• [PROBLEM TO WORK ON]: Swap every "Annotate" in the items below for "Label" and reproduce the items with everything else unchanged.

• [TASK INPUT]:
══════════
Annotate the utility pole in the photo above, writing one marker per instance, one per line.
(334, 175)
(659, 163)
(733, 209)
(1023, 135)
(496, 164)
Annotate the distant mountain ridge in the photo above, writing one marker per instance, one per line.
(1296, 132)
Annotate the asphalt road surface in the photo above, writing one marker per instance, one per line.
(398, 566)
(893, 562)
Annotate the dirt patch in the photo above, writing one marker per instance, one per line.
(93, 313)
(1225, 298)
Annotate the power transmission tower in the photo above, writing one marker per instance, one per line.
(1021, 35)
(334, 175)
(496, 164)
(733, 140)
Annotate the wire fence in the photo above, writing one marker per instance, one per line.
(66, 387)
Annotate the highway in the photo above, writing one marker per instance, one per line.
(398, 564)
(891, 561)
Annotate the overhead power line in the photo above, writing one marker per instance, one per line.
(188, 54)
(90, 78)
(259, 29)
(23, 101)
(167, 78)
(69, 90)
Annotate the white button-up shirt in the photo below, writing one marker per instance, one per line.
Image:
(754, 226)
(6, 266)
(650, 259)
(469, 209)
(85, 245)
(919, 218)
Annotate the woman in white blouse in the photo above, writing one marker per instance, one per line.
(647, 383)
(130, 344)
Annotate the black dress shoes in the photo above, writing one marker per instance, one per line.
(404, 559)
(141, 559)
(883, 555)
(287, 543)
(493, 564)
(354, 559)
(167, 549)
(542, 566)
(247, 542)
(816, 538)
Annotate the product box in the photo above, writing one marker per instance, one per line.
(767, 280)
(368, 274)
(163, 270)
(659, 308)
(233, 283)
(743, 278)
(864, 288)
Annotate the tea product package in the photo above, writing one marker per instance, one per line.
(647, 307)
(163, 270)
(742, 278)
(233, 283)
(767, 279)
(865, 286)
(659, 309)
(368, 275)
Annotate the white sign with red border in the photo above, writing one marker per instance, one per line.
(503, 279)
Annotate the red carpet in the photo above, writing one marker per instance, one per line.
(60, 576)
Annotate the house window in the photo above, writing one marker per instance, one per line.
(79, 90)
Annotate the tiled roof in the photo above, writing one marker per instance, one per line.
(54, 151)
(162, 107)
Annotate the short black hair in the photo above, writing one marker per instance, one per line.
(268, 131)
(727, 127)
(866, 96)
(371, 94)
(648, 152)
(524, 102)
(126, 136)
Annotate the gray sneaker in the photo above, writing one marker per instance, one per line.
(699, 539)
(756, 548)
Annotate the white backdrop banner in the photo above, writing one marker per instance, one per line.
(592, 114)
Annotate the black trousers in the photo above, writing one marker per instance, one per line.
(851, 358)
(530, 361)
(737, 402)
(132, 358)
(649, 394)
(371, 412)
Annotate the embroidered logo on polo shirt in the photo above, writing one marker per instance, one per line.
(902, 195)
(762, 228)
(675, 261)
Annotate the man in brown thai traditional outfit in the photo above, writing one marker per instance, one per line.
══════════
• [SOLUTION TO THE PROBLEM]:
Label the utility pole in the photo above, writing one marker per instance, one per line.
(334, 175)
(659, 163)
(733, 209)
(1023, 135)
(496, 164)
Label the distant mountain ridge in the photo above, writing one marker per instance, one per line.
(1296, 132)
Label the asphalt road surface in the photo above, writing one marker per instance, one per line.
(398, 566)
(893, 562)
Label the dirt patch in the photo above, writing one marker per instance, one per line.
(93, 313)
(1225, 298)
Label the power transmission tower in the photo above, writing one marker per instance, one per line.
(1021, 35)
(334, 175)
(496, 164)
(733, 140)
Label the wire fence in the photo above, writing one marker per instance, one per line.
(66, 387)
Label the highway in the photo above, writing one marker per instance, one per line.
(398, 564)
(891, 561)
Label the overhead power line in the photo above, writing one marker per instance, one per line.
(188, 54)
(90, 78)
(259, 29)
(23, 101)
(167, 78)
(69, 90)
Label the white button-up shirt in the photo below, writing one marker per instance, one per line.
Image:
(754, 226)
(6, 266)
(650, 259)
(469, 209)
(85, 245)
(919, 218)
Label the woman in white blouse in the photo above, writing one marker per instance, one per line.
(647, 383)
(130, 344)
Label the black dress shoes in the photo above, writing one marker per instance, one per line.
(404, 559)
(141, 559)
(883, 555)
(287, 543)
(493, 564)
(354, 559)
(167, 549)
(542, 566)
(247, 542)
(816, 538)
Label the product box in the photo above, writing one marker per instance, one per line.
(767, 280)
(368, 274)
(163, 270)
(659, 308)
(233, 283)
(743, 278)
(864, 288)
Label the tea product package in the photo above, writing one marker per instance, one per line.
(647, 307)
(163, 270)
(742, 278)
(233, 283)
(767, 279)
(865, 286)
(659, 309)
(368, 275)
Label the white sign with red border in the photo above, writing one marker per instance, one per line.
(503, 279)
Label the red carpet in the photo above, writing one marker per instance, one per line.
(60, 576)
Label the house window in the photo above, writing one marker per instance, one per line.
(79, 90)
Label the tiled roof in the photo above, writing one marker per instance, one per line.
(54, 151)
(162, 107)
Label the short black hair in the photo above, writing one marker per instance, one per line.
(268, 131)
(727, 127)
(866, 96)
(371, 94)
(648, 152)
(524, 102)
(126, 136)
Label the gray sneaker in the photo above, writing one marker per instance, one per line.
(699, 539)
(756, 548)
Label the white backdrop banner in the photo above, writing one marker per instance, one per line.
(592, 114)
Label the black trousers in the photo above, writing one marker per instance, one per line.
(851, 358)
(530, 361)
(737, 402)
(132, 358)
(649, 394)
(371, 412)
Label the embroidered logo on polo shirt in the photo above, writing one marker per instance, one per line.
(902, 195)
(762, 228)
(675, 261)
Label the man in brown thai traditional outfit in the photo above, writing one marker per instance, one per line.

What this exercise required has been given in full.